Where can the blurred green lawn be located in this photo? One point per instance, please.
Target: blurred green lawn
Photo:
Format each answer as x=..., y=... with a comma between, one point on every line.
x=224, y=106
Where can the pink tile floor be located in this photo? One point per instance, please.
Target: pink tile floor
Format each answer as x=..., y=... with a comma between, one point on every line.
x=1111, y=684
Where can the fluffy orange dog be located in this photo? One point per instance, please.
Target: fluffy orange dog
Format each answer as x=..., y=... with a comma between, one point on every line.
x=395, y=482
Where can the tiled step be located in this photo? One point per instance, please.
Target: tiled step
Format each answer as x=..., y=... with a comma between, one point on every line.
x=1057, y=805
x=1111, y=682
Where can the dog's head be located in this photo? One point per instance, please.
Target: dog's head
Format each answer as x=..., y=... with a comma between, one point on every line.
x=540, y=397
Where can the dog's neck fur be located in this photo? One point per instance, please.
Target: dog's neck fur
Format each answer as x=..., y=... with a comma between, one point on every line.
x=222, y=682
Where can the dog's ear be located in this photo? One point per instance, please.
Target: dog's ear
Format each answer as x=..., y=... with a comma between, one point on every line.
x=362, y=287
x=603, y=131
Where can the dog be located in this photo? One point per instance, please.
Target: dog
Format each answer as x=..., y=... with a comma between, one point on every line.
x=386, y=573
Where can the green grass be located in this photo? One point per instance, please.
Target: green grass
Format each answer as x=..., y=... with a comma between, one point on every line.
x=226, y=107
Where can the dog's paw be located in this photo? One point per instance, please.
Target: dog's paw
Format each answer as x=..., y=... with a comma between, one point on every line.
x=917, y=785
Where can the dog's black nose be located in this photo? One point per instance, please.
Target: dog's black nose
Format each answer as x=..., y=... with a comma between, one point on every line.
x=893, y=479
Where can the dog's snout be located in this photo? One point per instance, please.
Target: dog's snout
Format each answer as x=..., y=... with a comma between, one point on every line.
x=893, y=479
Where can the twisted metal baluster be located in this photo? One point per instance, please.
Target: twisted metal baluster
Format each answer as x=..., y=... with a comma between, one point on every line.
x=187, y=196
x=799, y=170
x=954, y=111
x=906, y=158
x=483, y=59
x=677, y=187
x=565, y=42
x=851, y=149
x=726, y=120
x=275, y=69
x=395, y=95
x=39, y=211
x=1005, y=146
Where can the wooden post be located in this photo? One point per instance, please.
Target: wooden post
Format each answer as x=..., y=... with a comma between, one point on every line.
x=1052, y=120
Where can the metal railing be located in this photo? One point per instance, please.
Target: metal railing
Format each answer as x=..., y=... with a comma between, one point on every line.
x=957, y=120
**********
ACTION ITEM –
Every line above should be output exactly as it stands.

RESPONSE –
Where can the blurred green lawn be located in this photo? One point per instance, please.
Target: blurred green lawn
Photo:
Format each answer as x=..., y=... with a comma between, one point on every line.
x=224, y=106
Where can the pink tile floor be located in this photo? One point per instance, please.
Target: pink tile floor
Format each answer as x=..., y=... with a comma between, one point on every line.
x=1111, y=684
Where can the fluffy orange dog be located in this photo? One point per instance, please.
Target: fluffy orange dog
Format each answer as x=..., y=... with a comma between, one point on every line.
x=395, y=482
Where can the tiled step be located in this photo? One point per instance, please.
Target: tiled step
Format each answer as x=..., y=... with a comma between, one point on every line.
x=1057, y=805
x=1111, y=682
Where can the dog's head be located in this photo? One point per instance, please.
Target: dog's head
Format each answer as x=..., y=... with a comma between, one point on every line.
x=540, y=397
Where can the dog's neck fur be located in this photo? One point per instance, please.
Target: dog's neck fur
Format each answer as x=..., y=... with a comma between, one point on every line.
x=222, y=682
Where can the dog's ear be located in this photo? One point per instance, please.
Target: dog's ear
Format each answer as x=..., y=... with a comma between, one point on every line.
x=362, y=287
x=603, y=131
Where can the dog be located in this photo? One point per instance, please.
Target: dog
Format each answer as x=..., y=... with a comma between, one point on every line.
x=386, y=573
Where can the green grass be located in this photo? One point per instance, please.
Target: green grass
Format each answer as x=..., y=... with a comma between, one point on every line.
x=226, y=107
Where can the dog's paw be located in this photo? One point per instance, please.
Target: dog's paw
Format each answer as x=..., y=... with a comma between, one point on every line.
x=917, y=785
Where can the dog's black nose be located in this photo? One point per instance, please.
Target: dog's black nose
Format each answer as x=..., y=... with a comma between, one point on every line.
x=893, y=479
Where can the dog's snout be located in this photo? One point per instance, please.
Target: dog's snout
Format each answer as x=..., y=... with a comma between, one point on every line.
x=893, y=479
Where can the twisted metal baluster be located in this photo? One point per instance, please.
Target: twisted metal baluster
Format each answer as x=..., y=... with a comma between, one point on every line.
x=187, y=196
x=799, y=170
x=954, y=111
x=906, y=158
x=483, y=59
x=677, y=187
x=565, y=42
x=851, y=149
x=726, y=120
x=275, y=69
x=395, y=95
x=39, y=211
x=1005, y=146
Where can the wooden post be located in this photo? One point per instance, please.
Target: wooden post
Format each answer as x=..., y=... with a comma between, one point on every line.
x=1052, y=120
Where can the metal railing be located in this photo? One point per instance, please.
Target: metal railing
Format each answer as x=..., y=... with a comma between, one point on every line.
x=957, y=120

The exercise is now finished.